• **Kısa alıştırma**
Erdoğan'ın Azerbaycan dönüşünde uçakta gazetecilere yaptığı açıklamaları aktaran aşağıdaki haberi, son cümlesinin ardından sürdürün.

• **Seçilen bölüm**
====================

28.10.2021 - 07:00 | Son Güncellenme:
ANKARA Milliyet
Cumhurbaşkanı Recep Tayyip Erdoğan, günübirlik Azerbaycan ziyareti dönüşünde uçakta gazetecilere gündemi değerlendirdi, soruları yanıtladı. Erdoğan, 10 büyükelçinin Osman Kavala açıklaması ve sonrasında yaşanan süreç, ABD Başkanı Joe Biden ile yapacağı görüşme başta olmak üzere pek çok konuda önemli mesajlar verdi. Erdoğan’ın açıklamaları özetle şöyle:
KABİLE DEVLETİ DEĞİLİZ: (10 büyükelçinin Kavala açıklaması) Bizim atmış olduğumuz adım birilerine gövde gösterisi değil, sadece Türkiye’de görev yapmakta olan büyükelçilerin Türkiye’nin iç işlerine müdahil olmaması anlamındadır. Herhangi bir büyükelçi görev yaptığı ülkenin iç işlerine müdahale yetkisine sahip değildir. Viyana Sözleşmesinin 41. maddesini bunların benden daha iyi bilmeleri lazım. Kaldı ki sen Türkiye’de görev yapıyorsun; Türkiye’de görev yapan bir büyükelçi, Türkiye’nin bir kabile devleti olmadığını bilmesi lazım. Türkiye gibi böyle kadim bir tarihe sahip olan bu ülkede görev yapan büyükelçi neyin nereye varacağını çok iyi bilmesi lazım. Eğer bunu bilmiyorsa Viyana Sözleşmesinin 41. maddesini onlara hatırlatmış olduk. Olay bu kadar basit.

====================

• **Veri seti içeriği**
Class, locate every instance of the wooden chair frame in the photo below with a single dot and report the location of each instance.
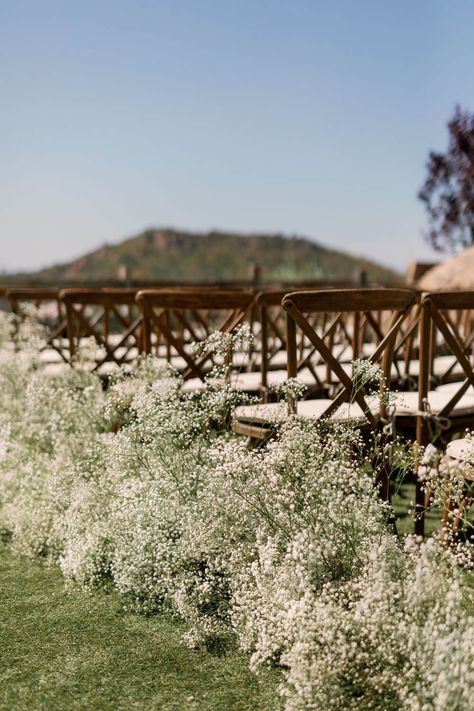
(108, 300)
(157, 307)
(362, 303)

====================

• **Alıştırma sonucu**
BIDEN’IN NEZAKETİ: Tabii Amerika’nın büyükelçisi de bu işe karıştığı için herhalde Biden nezaket gösterisinde bulundu ve ilk açıklama oradan geldi. Zaten Amerika’dan açıklama gelince diğer 9 tanesi de ona tabi olmak suretiyle bu iş böylece kapanmış oldu. (ABD gazetelerindeki ‘Erdoğan geri adım attı’ manşetlerinin hatırlatılması üzerine) Ben nasıl geri adım attım? Ben taarruzdayım. Benim kitabımda geri adım atmak yok.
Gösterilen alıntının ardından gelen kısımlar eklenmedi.